* What the task asks
Write out every one of the records below word for word, but leave out the pictures.

[Saved entries]
····················

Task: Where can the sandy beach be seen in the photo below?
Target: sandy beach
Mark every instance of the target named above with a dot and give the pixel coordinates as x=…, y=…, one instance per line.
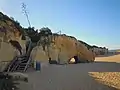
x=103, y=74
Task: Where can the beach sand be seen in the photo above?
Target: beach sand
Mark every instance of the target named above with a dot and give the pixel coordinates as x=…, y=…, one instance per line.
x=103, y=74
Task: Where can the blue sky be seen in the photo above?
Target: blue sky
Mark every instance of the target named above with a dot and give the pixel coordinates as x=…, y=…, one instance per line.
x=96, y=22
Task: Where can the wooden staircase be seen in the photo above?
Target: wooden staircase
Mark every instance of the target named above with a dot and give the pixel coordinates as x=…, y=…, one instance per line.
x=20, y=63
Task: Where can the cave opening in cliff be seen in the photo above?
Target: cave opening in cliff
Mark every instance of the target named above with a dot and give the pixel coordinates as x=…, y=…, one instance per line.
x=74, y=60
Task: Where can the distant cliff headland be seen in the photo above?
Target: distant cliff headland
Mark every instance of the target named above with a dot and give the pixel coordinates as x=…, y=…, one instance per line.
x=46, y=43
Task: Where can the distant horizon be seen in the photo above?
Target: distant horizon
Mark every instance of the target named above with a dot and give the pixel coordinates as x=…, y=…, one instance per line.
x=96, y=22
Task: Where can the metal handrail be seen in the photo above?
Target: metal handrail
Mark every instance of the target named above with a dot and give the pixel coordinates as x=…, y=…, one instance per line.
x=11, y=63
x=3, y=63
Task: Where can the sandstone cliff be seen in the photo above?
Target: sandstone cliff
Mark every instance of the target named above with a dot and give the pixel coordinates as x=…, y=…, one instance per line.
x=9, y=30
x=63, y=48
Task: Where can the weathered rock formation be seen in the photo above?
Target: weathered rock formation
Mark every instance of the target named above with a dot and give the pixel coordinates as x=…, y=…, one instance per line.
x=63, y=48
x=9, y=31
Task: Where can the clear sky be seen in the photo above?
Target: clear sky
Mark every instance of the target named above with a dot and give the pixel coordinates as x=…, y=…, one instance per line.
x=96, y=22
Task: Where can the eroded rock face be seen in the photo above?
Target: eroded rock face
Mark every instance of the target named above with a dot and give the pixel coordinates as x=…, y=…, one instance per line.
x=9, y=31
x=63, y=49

····················

* Full answer
Task: Where can the sandy beach be seen in the photo below?
Target: sandy beach
Mark every instance of the target named above with a dot and give the pixel coordinates as x=…, y=…, one instance per line.
x=103, y=74
Task: Where can the beach sand be seen in the photo above?
Target: beach sand
Mark every instance of the target named above with a dot and give the pixel coordinates as x=…, y=…, one instance per line.
x=103, y=74
Task: Where can the blue sky be seen in the photo above?
Target: blue sky
Mark every instance of the target named above with a dot and give the pixel coordinates as x=…, y=…, one instance per line.
x=96, y=22
Task: Where can the wooden staircase be seen in the photo above?
Target: wooden staircase
Mark every instance of the target named above with a dot and give the pixel coordinates as x=…, y=…, one instance per line.
x=20, y=63
Task: Where can the cave opening in cliff be seen in the photo above?
Target: cave opening in cliff
Mark every instance of the target named above with a dot and give the pixel coordinates as x=…, y=…, one instance per line.
x=74, y=60
Task: Where can the distant cliff headland be seen in the photo above?
Target: distant cliff headland
Mark every instance of the target named above with a dot and give the pixel coordinates as x=…, y=…, one instance per line.
x=46, y=43
Task: Where can the distant horizon be seen in the photo above?
Target: distant horizon
Mark every instance of the target named above with a dot and give the pixel coordinates as x=…, y=…, one instance per line.
x=96, y=22
Task: Where can the metal handrail be seen in the photo above?
Target: metal handrail
Mark every instance of the target named above with a dot and give the pixel coordinates as x=…, y=…, one instance per line.
x=11, y=63
x=3, y=63
Task: Where can the sandstone cliff be seen in the photo above?
Target: sandstone cliff
Mark every instance of the target named above with a dot and give the pixel coordinates as x=…, y=…, one instance per line.
x=9, y=30
x=63, y=48
Task: Where can the weathered rock formation be seen in the photo above?
Target: weathered rock formation
Mark every instance of the target named above with a dot and give the pixel coordinates as x=…, y=…, one instance per line.
x=63, y=48
x=9, y=31
Task: Where can the clear sky be seen in the photo above?
Target: clear sky
Mark every instance of the target named above with a dot and give the pixel coordinates as x=…, y=…, one instance per line.
x=96, y=22
Task: Where can the eroded rock face be seen in the photo above?
Target: eroded rock face
Mark every instance of the target named above with a dot and give the pixel coordinates as x=…, y=…, one instance per line.
x=9, y=31
x=63, y=49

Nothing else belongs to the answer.